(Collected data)
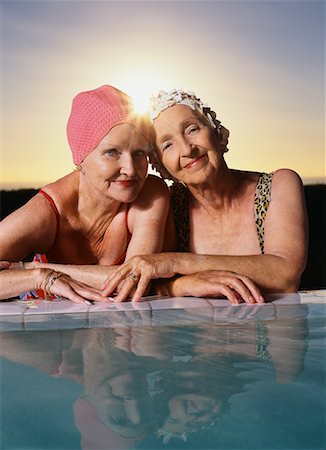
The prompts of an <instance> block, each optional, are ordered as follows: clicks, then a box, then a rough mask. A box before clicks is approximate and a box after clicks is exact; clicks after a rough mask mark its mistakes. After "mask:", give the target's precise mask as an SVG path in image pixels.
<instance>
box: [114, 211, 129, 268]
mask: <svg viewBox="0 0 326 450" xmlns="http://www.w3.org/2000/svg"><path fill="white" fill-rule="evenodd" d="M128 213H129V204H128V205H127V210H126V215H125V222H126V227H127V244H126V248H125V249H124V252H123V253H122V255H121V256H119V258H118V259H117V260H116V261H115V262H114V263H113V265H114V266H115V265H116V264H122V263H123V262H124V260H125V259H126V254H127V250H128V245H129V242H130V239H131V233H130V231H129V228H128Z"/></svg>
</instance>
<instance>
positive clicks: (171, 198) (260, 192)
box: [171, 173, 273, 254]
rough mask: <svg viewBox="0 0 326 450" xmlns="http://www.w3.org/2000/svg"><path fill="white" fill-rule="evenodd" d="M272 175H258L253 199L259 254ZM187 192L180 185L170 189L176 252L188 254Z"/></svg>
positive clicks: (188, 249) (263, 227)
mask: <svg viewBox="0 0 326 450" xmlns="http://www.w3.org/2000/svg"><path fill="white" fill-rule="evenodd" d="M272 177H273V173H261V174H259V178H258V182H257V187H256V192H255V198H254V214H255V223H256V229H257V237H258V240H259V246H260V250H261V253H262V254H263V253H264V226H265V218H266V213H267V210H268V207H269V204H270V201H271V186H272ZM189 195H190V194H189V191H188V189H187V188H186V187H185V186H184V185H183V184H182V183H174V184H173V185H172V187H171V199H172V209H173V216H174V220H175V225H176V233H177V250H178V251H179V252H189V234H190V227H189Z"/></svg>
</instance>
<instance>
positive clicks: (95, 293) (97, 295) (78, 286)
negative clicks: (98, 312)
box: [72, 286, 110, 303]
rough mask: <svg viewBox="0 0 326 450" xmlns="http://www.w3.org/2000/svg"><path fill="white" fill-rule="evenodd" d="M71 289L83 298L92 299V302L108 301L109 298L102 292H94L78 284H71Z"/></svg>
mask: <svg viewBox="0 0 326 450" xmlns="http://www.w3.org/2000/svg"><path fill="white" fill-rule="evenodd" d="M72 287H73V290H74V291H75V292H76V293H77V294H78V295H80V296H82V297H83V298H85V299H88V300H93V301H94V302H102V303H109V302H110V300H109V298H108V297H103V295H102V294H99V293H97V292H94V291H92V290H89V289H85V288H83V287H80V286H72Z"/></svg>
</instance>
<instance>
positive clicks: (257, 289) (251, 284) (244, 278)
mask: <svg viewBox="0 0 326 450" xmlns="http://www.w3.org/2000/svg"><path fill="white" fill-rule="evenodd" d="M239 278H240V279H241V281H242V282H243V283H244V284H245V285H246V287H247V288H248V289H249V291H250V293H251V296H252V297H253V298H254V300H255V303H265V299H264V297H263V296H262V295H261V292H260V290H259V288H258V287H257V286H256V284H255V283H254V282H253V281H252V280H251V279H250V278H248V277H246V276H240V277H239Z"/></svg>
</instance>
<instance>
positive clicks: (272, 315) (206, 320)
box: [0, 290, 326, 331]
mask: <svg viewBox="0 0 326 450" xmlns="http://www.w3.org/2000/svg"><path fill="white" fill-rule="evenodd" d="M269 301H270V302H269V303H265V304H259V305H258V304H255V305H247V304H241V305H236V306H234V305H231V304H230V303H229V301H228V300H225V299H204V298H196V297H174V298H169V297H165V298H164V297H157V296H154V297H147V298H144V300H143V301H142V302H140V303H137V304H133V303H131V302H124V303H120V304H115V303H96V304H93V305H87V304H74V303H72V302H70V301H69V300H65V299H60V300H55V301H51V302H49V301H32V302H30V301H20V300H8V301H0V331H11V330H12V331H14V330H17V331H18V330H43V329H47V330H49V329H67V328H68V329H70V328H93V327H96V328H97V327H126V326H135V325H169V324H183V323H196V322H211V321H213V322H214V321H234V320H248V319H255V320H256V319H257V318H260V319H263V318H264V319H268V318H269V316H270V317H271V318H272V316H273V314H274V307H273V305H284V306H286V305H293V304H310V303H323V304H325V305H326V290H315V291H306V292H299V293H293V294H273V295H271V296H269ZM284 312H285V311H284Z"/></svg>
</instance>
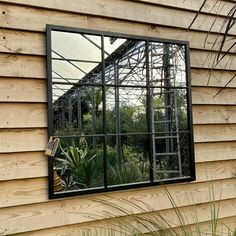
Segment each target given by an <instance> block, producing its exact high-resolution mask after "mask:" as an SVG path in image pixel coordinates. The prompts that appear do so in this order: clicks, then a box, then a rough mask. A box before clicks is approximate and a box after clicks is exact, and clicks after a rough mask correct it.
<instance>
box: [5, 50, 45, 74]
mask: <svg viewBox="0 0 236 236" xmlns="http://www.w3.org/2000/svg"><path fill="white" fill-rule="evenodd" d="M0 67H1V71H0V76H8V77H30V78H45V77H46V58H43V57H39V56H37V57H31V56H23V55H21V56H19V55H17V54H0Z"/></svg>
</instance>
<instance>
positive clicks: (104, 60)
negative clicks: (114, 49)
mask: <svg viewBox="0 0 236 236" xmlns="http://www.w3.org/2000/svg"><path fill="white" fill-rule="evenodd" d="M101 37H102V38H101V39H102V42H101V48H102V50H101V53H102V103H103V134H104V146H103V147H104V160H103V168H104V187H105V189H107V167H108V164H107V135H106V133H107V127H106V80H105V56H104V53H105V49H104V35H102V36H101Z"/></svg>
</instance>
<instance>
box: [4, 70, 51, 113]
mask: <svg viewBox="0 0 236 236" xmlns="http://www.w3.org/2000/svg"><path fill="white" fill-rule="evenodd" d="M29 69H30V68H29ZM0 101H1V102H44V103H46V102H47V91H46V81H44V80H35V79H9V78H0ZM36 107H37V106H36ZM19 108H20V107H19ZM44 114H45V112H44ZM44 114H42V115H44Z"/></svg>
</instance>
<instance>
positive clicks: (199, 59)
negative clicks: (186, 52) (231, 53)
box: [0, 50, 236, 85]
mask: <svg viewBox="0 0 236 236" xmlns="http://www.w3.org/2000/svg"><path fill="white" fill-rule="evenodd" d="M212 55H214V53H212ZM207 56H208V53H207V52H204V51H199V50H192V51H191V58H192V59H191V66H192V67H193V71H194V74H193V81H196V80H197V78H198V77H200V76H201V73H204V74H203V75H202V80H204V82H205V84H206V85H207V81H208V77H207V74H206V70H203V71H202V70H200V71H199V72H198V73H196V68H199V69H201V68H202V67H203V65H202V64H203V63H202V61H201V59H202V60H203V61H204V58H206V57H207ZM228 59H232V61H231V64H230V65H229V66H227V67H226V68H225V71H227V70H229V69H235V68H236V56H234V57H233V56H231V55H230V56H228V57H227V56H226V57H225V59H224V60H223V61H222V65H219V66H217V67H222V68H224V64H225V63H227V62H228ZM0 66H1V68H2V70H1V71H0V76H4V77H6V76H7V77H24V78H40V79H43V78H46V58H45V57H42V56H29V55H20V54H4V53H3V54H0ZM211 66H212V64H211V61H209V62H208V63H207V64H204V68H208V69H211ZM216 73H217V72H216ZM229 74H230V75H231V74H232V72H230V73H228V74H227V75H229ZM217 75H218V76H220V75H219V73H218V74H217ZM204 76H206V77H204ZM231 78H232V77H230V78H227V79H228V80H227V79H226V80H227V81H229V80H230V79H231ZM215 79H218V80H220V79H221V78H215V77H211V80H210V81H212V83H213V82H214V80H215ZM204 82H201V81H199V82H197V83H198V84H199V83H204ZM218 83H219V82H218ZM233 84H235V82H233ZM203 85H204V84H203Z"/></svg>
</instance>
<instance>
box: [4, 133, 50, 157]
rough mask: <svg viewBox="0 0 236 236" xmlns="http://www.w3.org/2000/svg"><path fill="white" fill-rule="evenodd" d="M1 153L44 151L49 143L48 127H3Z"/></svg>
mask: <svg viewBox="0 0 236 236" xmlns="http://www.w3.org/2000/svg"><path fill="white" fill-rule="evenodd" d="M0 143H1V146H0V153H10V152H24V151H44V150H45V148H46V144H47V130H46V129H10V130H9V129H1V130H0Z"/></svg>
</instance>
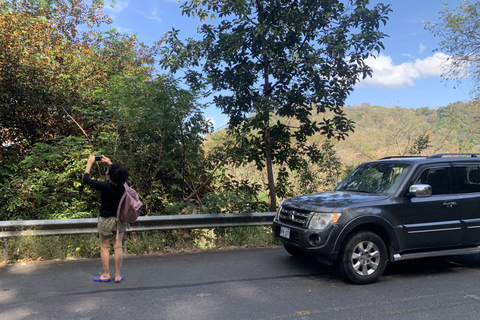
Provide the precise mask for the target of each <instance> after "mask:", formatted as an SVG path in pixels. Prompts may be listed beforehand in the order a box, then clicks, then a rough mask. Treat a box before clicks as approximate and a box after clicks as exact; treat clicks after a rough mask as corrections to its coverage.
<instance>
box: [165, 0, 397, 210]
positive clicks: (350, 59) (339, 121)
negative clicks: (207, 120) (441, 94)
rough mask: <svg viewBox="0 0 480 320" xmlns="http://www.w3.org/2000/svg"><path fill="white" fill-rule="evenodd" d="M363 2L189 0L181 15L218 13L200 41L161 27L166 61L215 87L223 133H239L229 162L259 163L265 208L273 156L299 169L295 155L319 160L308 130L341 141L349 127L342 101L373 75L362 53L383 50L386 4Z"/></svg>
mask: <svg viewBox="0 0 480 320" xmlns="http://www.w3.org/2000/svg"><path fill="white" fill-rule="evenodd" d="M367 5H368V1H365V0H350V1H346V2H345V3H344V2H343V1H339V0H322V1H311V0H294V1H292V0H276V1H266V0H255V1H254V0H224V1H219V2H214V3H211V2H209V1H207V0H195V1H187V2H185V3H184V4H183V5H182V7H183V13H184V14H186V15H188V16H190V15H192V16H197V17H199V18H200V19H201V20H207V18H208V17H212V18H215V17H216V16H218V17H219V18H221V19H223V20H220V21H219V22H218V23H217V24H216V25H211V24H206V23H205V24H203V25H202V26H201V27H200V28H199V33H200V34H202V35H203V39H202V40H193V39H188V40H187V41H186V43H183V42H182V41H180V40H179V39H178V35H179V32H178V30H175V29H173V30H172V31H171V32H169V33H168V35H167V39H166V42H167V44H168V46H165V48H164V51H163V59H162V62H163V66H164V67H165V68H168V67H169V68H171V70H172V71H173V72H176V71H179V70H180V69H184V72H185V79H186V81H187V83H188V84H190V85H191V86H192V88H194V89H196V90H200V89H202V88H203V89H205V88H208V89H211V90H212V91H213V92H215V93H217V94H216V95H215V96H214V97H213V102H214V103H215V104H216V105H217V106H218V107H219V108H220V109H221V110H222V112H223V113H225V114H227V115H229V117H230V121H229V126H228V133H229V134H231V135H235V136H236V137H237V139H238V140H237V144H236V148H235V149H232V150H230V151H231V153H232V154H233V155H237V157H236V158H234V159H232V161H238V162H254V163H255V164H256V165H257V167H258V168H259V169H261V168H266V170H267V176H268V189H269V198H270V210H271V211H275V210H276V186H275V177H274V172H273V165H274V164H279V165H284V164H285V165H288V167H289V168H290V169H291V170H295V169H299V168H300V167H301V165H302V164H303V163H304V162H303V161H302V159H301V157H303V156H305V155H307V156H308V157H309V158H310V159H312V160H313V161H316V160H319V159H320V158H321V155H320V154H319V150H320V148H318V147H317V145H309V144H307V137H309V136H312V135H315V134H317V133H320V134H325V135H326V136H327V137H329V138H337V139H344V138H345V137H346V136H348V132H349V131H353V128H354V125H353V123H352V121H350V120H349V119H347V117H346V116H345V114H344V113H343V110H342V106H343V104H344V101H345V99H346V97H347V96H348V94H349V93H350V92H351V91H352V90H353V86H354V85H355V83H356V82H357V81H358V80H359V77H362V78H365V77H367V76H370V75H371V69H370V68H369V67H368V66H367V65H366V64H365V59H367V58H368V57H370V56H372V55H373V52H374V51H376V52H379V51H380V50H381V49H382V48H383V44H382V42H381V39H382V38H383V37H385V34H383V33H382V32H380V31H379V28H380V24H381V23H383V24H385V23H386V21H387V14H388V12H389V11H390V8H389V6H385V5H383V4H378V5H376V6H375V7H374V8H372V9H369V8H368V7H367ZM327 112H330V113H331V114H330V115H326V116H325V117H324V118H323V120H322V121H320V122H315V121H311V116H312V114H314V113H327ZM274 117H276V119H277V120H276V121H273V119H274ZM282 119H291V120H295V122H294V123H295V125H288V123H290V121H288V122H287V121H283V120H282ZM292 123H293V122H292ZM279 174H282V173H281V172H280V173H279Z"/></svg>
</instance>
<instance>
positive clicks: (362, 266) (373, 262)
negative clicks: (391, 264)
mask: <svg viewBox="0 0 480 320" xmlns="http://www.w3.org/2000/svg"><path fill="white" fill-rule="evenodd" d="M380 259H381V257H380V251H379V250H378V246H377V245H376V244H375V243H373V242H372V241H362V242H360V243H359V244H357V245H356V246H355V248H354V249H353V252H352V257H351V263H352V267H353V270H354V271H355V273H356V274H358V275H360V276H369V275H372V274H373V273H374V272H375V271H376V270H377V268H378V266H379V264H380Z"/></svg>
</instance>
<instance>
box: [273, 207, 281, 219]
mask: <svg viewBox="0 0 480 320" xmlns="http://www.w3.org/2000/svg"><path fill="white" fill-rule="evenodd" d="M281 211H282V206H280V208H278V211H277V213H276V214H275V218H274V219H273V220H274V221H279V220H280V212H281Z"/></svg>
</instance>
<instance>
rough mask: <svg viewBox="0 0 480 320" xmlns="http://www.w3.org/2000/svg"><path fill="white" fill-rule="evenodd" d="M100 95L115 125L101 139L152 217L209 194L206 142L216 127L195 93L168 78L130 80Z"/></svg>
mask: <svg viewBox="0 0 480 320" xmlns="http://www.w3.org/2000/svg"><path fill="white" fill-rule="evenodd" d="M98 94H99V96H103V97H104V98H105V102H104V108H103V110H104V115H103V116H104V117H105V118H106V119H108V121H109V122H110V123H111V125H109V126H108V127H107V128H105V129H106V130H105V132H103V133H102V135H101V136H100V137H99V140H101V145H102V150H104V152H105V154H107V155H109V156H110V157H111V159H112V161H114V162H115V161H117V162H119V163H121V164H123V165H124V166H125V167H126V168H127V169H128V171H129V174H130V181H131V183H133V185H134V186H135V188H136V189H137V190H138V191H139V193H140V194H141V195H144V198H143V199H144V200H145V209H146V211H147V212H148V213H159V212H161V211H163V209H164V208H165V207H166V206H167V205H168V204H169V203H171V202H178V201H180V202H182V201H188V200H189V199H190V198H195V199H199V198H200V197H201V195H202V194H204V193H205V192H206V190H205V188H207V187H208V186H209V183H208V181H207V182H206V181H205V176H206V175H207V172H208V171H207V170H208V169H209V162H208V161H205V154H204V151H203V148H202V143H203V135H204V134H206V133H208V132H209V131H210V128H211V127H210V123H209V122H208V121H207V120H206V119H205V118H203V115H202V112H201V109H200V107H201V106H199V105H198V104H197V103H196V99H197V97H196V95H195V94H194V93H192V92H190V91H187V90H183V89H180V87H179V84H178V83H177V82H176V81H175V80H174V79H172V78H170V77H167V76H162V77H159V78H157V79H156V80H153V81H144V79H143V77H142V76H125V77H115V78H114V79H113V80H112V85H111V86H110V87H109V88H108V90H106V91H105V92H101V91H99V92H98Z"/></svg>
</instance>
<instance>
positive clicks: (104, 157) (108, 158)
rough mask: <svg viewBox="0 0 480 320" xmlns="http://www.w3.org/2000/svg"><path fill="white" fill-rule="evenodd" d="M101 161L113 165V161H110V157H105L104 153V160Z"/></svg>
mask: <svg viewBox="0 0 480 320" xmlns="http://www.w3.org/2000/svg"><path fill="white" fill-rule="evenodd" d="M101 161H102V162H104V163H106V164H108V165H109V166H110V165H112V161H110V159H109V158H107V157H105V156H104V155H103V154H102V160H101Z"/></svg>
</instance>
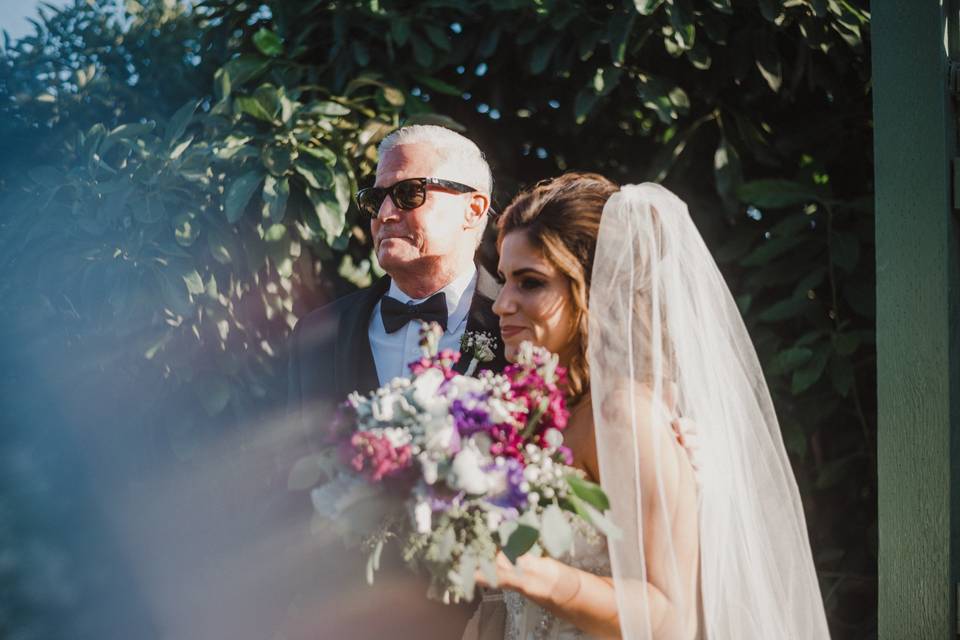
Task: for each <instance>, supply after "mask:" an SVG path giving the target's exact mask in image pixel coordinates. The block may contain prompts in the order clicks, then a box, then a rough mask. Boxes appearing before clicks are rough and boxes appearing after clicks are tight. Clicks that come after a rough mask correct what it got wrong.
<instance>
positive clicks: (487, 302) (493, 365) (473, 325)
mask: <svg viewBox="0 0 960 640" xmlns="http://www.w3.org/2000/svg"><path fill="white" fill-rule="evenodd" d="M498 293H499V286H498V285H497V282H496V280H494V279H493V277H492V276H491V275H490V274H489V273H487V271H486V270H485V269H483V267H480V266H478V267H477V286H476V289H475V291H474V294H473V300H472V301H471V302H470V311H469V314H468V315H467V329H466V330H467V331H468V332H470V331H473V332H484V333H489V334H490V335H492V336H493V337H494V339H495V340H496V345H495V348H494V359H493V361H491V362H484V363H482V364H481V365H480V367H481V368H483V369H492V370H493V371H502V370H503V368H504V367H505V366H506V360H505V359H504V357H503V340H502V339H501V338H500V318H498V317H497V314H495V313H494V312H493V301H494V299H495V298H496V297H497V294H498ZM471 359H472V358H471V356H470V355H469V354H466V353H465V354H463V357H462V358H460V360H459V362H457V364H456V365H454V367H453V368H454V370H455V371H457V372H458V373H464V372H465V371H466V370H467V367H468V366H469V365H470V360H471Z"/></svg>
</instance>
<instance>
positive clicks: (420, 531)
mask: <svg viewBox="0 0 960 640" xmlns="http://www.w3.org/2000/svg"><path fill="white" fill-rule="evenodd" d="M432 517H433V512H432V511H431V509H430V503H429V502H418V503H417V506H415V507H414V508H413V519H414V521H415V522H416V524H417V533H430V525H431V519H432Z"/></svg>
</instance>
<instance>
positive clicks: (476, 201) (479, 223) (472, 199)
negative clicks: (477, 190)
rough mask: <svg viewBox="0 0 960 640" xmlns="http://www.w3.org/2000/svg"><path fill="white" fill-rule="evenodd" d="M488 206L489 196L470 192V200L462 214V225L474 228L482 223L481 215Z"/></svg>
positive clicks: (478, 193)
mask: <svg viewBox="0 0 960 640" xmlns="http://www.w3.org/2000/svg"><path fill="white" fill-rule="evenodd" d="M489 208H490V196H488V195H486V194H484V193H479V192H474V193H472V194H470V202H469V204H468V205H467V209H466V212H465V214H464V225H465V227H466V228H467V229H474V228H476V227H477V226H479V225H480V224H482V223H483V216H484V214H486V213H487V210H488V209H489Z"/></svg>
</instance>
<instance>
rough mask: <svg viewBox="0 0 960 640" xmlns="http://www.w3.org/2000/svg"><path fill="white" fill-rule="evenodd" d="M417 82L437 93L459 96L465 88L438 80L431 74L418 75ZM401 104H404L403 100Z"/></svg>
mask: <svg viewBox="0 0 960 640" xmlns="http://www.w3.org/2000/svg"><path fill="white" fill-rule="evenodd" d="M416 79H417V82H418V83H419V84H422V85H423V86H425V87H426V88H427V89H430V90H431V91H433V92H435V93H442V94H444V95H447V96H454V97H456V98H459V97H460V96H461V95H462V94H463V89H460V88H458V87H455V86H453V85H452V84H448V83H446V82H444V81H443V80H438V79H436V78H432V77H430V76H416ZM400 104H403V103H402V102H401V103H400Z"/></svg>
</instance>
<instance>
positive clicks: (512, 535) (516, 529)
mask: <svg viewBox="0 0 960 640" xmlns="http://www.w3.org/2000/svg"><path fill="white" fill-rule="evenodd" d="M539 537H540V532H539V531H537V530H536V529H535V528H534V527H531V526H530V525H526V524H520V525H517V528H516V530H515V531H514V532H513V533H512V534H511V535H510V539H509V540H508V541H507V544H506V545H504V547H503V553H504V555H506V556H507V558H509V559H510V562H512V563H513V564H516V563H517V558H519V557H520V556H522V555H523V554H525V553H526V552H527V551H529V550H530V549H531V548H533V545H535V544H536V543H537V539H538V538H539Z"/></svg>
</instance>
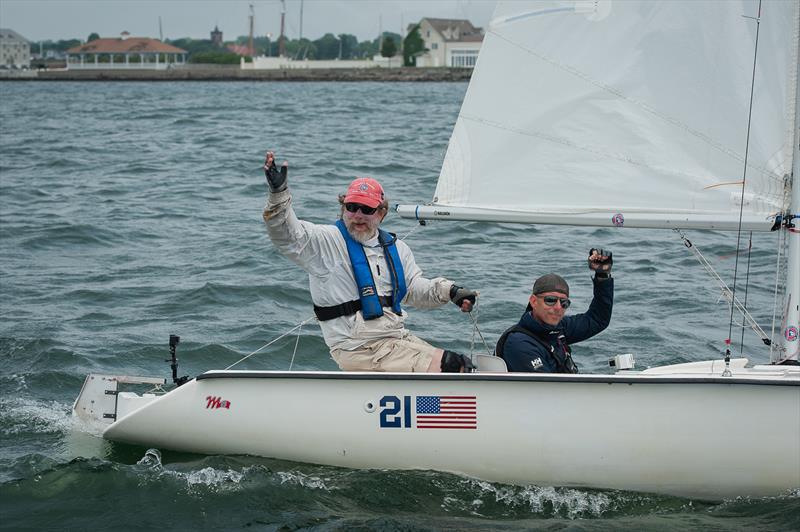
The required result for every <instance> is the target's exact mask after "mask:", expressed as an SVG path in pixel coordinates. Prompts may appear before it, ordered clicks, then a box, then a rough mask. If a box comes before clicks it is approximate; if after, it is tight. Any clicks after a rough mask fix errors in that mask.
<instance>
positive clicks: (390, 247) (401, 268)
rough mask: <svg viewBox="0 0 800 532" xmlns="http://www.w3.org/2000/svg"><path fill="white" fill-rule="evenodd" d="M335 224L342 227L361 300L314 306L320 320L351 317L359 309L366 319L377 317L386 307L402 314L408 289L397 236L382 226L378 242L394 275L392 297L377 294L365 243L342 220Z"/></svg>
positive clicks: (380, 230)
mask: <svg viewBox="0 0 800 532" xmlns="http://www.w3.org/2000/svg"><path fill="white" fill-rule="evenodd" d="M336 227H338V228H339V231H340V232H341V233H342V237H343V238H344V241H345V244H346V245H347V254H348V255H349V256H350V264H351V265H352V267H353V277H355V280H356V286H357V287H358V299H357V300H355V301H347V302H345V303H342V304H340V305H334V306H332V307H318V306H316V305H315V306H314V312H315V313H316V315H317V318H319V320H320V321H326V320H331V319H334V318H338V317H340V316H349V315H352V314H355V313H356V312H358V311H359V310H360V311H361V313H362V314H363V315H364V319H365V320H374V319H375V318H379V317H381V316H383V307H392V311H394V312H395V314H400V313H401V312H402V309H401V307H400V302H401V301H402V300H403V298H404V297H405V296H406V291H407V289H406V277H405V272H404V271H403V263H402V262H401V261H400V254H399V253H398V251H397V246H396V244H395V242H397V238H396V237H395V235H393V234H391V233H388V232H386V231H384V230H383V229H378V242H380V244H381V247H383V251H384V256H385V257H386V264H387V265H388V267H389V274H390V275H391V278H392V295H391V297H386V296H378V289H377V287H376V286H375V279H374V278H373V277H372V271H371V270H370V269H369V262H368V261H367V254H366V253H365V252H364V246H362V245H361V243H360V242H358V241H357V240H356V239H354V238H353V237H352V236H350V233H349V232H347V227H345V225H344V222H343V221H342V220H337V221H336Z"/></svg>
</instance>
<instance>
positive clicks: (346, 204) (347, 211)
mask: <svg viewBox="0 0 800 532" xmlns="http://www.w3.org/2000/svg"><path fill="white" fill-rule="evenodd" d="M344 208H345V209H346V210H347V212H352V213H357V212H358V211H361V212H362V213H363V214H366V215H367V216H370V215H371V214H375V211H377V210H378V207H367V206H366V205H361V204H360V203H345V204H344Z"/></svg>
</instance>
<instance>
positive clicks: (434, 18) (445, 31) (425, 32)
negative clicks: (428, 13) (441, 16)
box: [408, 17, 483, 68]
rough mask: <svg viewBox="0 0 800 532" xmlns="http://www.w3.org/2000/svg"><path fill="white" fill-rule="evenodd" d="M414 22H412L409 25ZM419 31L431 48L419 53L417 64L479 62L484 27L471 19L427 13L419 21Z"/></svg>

## What is required:
For the word "image", state how many lines of the entries contain it, with nothing else.

## Expected answer:
3